== ACTIVITY ==
Pick up the article below about the Highlands pink-out football game and continue it from its last sentence.

We fight together: Annual pink out football game


Will Todd

Junior Cam Geisler runs down the field.

It was a cold night in Fort Thomas. As you walk into the stadium you see every row of bleachers filled with fans. Instead of seeing the fans wearing blue and white, you see nothing but pink. 

Last Friday, the Highlands Football team hosted the annual pink-out game at David Cecil Memorial Stadium against the Boone County Rebels.

This game supports the Breast Cancer organization Chicks & Chucks, which helps local breast cancer patients and their loved ones. This organization was founded 17 years ago by breast cancer survivor, Cathy Halloran.   

Halloran said “Chicks & Chucks is an all-volunteer nonprofit. We are celebrating our 17 years of CHICKNESS and we choose to make a difference in the lives of local breast cancer patients, past, present, and for those who may receive a diagnosis in the future.” 

Receiving a breast cancer diagnosis is never easy to hear and it changes someone’s life. Each year in the United States, about 264,000 cases of breast cancer are diagnosed in women and about 2,400 in men.

Halloran said, “I would NEVER want anyone to walk this journey, but I will strongly admit, my diagnosis has enabled me to be closer to GOD, a voice for those who feel hopeless and a resource for those struggling with financial and emotional needs.” 

The Future Business Leaders of America (FBLA) sells shirts to raise money on behalf of Chicks & Chucks. This year they raised a substantial amount of money.  

This year, the game also supported Campbell County Cheerleader Ava Markus. Both the cheer and dance teams paid their respects at the game by wearing accessories such as pins and ribbons to honor her.

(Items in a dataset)

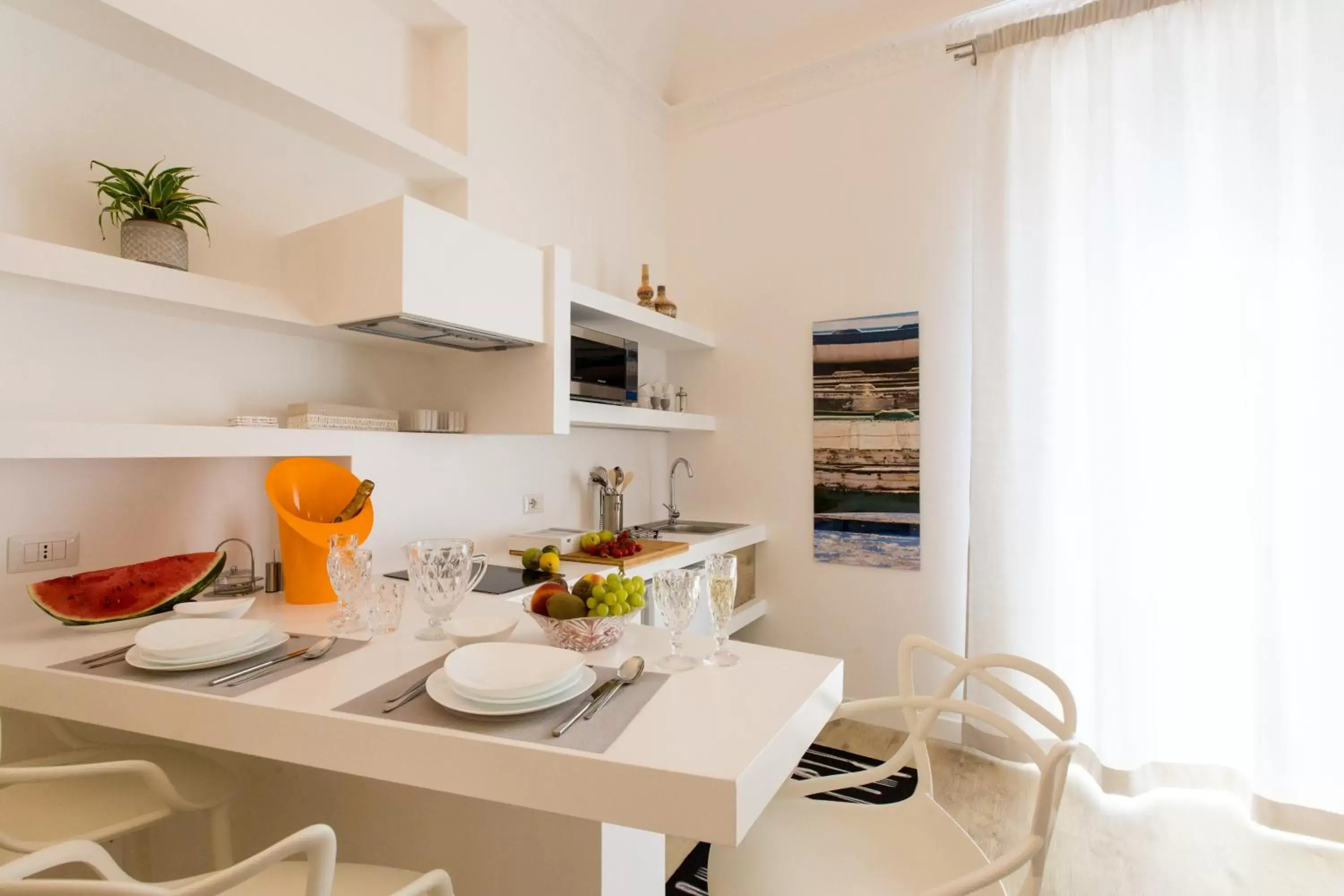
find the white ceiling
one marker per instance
(691, 49)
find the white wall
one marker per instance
(566, 154)
(561, 160)
(847, 205)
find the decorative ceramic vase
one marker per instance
(646, 292)
(664, 306)
(154, 242)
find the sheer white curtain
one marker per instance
(1159, 393)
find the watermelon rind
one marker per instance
(186, 593)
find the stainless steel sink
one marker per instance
(693, 527)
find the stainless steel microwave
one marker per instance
(604, 369)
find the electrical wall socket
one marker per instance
(43, 551)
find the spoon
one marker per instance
(627, 675)
(315, 652)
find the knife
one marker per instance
(593, 699)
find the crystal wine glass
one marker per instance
(722, 571)
(676, 594)
(443, 571)
(385, 606)
(350, 570)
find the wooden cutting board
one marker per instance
(654, 550)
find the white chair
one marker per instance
(804, 847)
(97, 792)
(267, 874)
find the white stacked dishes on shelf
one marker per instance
(183, 644)
(508, 679)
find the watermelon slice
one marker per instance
(125, 593)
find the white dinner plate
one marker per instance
(468, 630)
(508, 669)
(120, 625)
(172, 663)
(564, 684)
(197, 638)
(135, 659)
(222, 609)
(441, 692)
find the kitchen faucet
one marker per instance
(671, 503)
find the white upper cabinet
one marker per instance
(412, 261)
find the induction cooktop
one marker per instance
(499, 579)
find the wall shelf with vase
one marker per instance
(620, 318)
(620, 417)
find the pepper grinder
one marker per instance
(646, 292)
(664, 306)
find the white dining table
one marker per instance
(701, 761)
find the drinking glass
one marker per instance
(676, 594)
(350, 570)
(385, 606)
(722, 571)
(443, 570)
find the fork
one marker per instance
(93, 661)
(409, 691)
(406, 696)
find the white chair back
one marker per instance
(922, 711)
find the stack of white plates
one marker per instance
(181, 645)
(508, 679)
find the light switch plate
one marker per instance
(43, 551)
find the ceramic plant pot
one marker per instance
(154, 242)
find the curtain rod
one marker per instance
(1053, 26)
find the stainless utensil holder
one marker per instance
(613, 512)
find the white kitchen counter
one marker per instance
(702, 546)
(702, 759)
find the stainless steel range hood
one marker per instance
(428, 332)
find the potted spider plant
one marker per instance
(151, 207)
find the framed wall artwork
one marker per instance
(866, 441)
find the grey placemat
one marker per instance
(593, 735)
(199, 679)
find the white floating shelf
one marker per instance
(275, 93)
(748, 613)
(635, 418)
(619, 318)
(33, 440)
(147, 287)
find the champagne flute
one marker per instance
(722, 571)
(676, 594)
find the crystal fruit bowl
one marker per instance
(582, 633)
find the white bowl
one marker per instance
(225, 609)
(508, 671)
(478, 629)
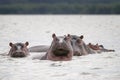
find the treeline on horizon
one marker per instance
(60, 7)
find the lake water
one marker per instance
(37, 30)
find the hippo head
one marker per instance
(77, 42)
(61, 48)
(18, 49)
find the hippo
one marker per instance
(60, 49)
(79, 46)
(99, 48)
(18, 49)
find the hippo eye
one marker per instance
(15, 47)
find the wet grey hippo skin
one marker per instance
(41, 48)
(18, 49)
(79, 46)
(60, 49)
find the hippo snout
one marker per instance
(18, 54)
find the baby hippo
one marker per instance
(18, 49)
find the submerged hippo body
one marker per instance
(60, 49)
(79, 46)
(18, 49)
(41, 48)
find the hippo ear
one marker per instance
(27, 43)
(11, 44)
(81, 37)
(53, 35)
(69, 35)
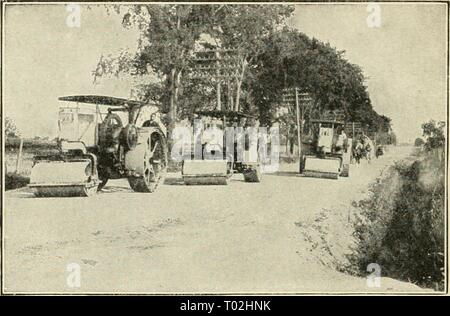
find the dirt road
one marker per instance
(244, 237)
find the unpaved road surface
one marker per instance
(240, 238)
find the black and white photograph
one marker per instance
(224, 148)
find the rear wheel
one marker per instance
(345, 170)
(252, 174)
(154, 165)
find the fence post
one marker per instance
(19, 156)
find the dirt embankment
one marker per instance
(397, 223)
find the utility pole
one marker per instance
(299, 132)
(219, 106)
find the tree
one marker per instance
(434, 134)
(168, 37)
(419, 142)
(292, 59)
(245, 29)
(10, 128)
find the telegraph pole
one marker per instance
(299, 132)
(219, 106)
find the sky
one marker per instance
(404, 59)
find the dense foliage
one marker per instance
(270, 57)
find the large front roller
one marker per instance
(59, 178)
(327, 168)
(205, 172)
(147, 162)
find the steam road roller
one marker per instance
(326, 150)
(219, 158)
(94, 145)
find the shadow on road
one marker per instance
(284, 174)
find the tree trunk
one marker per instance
(239, 84)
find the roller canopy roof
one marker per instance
(102, 100)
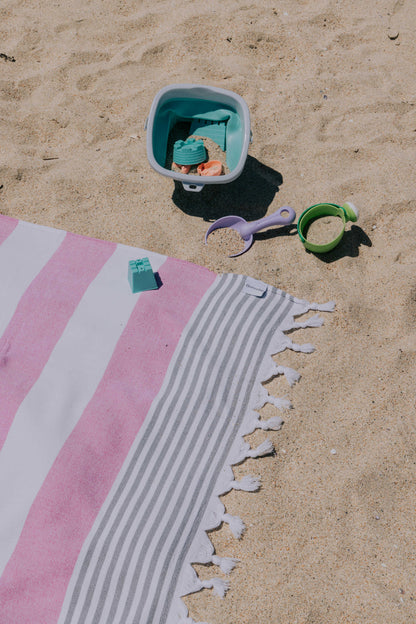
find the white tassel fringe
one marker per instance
(265, 448)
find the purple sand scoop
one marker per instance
(284, 216)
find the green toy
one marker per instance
(347, 212)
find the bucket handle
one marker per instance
(196, 188)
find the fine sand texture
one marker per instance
(331, 89)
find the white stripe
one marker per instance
(54, 405)
(22, 256)
(236, 369)
(208, 319)
(178, 440)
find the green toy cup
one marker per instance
(347, 212)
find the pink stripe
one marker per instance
(7, 225)
(41, 316)
(36, 578)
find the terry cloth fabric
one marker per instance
(121, 415)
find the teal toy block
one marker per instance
(141, 276)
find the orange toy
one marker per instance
(183, 168)
(212, 167)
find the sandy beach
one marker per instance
(331, 89)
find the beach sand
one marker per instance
(331, 88)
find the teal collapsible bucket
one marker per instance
(218, 114)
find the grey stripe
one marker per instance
(217, 288)
(167, 407)
(198, 467)
(208, 489)
(226, 330)
(220, 463)
(197, 326)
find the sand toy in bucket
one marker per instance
(211, 112)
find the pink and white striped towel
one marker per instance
(120, 417)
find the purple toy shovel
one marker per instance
(284, 216)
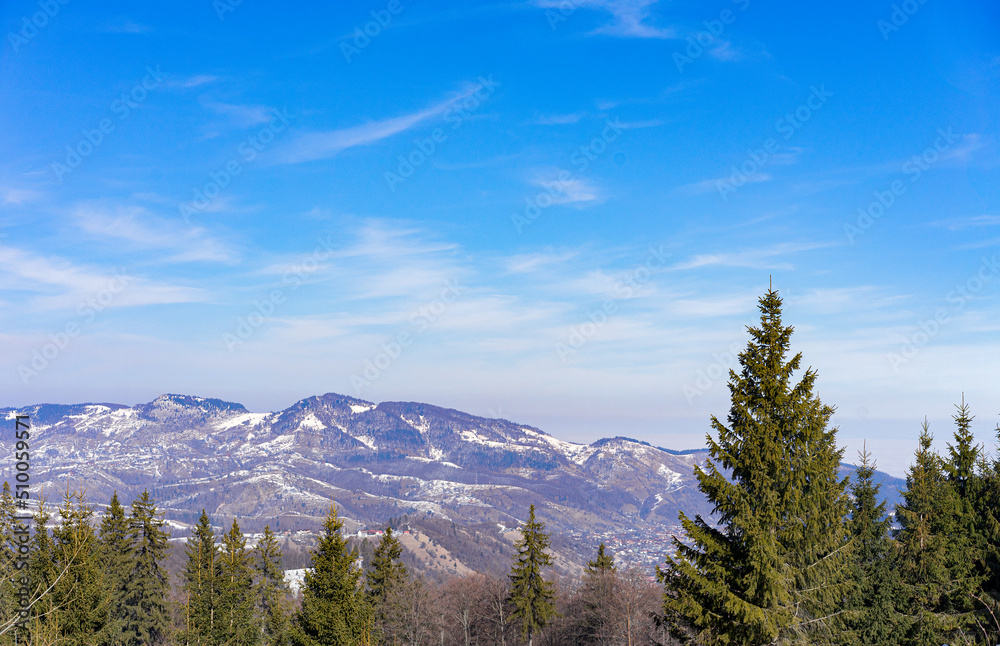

== RESULT FOR THIS EXERCISE ==
Although the pink out game gives students and fans the ability to wear their pink attire, it also gives them the privilege to honor those who have survived their journey of breast cancer.  

Math Teacher Stacy Behernsmeyer said, “The Pink-Out game offers an opportunity for the school to raise awareness about the impact of Breast Cancer in our community. Not only will it provide a spotlight on those who have suffered through a diagnosis of Breast Cancer, but hopefully, it will encourage women to get regular mammograms and get ahead of this disease. 

Behernsmeyer is a breast cancer survivor and was diagnosed in September 2021. 

She went through surgery and treatment, which was the best decision she says she has ever made. 

“I am healthy now and quite thankful for the support and advice of my doctors and other caregivers,” Behernsmeyer said. 

The Birds had a victorious win over the Rebels with a final score of 50-0. They play this Friday, October 14th, at Covington Catholic Highschool.